Return every line of the material that contains the word "dealership".

═════ Material for this exercise ═════

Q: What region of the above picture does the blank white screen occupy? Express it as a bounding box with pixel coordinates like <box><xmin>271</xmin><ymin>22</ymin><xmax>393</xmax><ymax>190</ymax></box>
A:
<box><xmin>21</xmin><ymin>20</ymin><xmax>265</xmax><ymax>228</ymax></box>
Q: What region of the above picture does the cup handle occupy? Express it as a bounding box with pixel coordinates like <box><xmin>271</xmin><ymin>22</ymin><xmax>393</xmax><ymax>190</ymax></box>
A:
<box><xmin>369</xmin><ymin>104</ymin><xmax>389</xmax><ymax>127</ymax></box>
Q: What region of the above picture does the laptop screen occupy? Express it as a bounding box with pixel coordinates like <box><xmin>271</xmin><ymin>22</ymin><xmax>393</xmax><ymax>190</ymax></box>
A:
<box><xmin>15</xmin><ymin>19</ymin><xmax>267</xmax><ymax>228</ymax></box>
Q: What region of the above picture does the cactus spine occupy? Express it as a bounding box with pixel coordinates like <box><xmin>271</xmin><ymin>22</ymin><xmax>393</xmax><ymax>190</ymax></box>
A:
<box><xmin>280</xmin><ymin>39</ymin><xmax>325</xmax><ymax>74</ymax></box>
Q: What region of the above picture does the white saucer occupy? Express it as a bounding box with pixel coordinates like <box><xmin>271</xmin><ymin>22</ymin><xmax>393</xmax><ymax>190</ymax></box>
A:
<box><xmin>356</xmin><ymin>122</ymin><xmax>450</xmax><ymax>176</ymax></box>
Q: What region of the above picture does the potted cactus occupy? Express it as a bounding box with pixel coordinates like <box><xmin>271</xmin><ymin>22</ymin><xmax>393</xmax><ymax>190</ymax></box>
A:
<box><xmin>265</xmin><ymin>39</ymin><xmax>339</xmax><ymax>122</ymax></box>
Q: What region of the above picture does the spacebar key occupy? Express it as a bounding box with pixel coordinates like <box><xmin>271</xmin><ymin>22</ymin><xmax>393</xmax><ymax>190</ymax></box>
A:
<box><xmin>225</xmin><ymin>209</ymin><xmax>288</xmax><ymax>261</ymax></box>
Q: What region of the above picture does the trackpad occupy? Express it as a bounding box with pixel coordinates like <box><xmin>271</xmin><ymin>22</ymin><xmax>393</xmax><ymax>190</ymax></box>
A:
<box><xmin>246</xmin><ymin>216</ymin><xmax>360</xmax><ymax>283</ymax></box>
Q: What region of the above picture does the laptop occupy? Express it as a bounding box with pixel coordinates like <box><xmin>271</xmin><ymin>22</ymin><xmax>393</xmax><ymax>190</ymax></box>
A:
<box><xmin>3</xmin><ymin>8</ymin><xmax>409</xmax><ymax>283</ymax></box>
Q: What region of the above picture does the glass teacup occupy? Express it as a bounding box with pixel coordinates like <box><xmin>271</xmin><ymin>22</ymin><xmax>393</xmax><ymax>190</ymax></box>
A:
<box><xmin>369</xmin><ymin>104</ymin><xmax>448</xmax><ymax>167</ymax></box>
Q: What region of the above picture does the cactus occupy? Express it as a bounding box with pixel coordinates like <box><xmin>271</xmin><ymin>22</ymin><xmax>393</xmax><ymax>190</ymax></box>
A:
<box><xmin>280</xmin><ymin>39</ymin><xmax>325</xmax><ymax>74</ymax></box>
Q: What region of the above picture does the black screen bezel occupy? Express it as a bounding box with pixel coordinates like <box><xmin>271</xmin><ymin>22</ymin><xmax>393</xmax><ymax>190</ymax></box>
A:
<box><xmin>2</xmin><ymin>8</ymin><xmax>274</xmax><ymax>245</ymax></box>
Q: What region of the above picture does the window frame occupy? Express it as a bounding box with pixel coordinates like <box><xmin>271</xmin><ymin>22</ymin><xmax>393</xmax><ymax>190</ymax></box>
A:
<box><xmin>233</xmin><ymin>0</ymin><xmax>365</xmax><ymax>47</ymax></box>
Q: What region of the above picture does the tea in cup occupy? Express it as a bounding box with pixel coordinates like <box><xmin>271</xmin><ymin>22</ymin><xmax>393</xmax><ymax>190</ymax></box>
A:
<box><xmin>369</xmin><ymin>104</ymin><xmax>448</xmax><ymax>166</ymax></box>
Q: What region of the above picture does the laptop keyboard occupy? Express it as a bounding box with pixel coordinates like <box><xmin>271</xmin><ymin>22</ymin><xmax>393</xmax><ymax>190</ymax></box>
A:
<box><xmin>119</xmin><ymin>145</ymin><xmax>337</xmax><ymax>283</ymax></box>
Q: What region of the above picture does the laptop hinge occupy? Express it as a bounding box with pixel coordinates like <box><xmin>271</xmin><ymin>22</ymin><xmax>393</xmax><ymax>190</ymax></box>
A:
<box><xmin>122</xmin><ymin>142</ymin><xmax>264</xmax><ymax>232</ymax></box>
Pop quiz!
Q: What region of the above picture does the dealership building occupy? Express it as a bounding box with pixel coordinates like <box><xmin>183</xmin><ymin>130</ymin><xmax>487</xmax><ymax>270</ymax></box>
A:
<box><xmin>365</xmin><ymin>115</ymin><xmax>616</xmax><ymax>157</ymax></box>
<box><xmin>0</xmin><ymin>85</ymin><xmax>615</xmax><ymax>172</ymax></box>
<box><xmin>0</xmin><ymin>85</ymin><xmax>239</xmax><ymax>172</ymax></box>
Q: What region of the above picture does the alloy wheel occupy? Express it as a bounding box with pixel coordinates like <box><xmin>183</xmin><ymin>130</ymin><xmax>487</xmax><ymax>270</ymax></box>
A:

═════

#### Result for this task
Q: What region of the above picture does the dealership building occupy? Express it as a bounding box with pixel coordinates like <box><xmin>183</xmin><ymin>130</ymin><xmax>487</xmax><ymax>270</ymax></box>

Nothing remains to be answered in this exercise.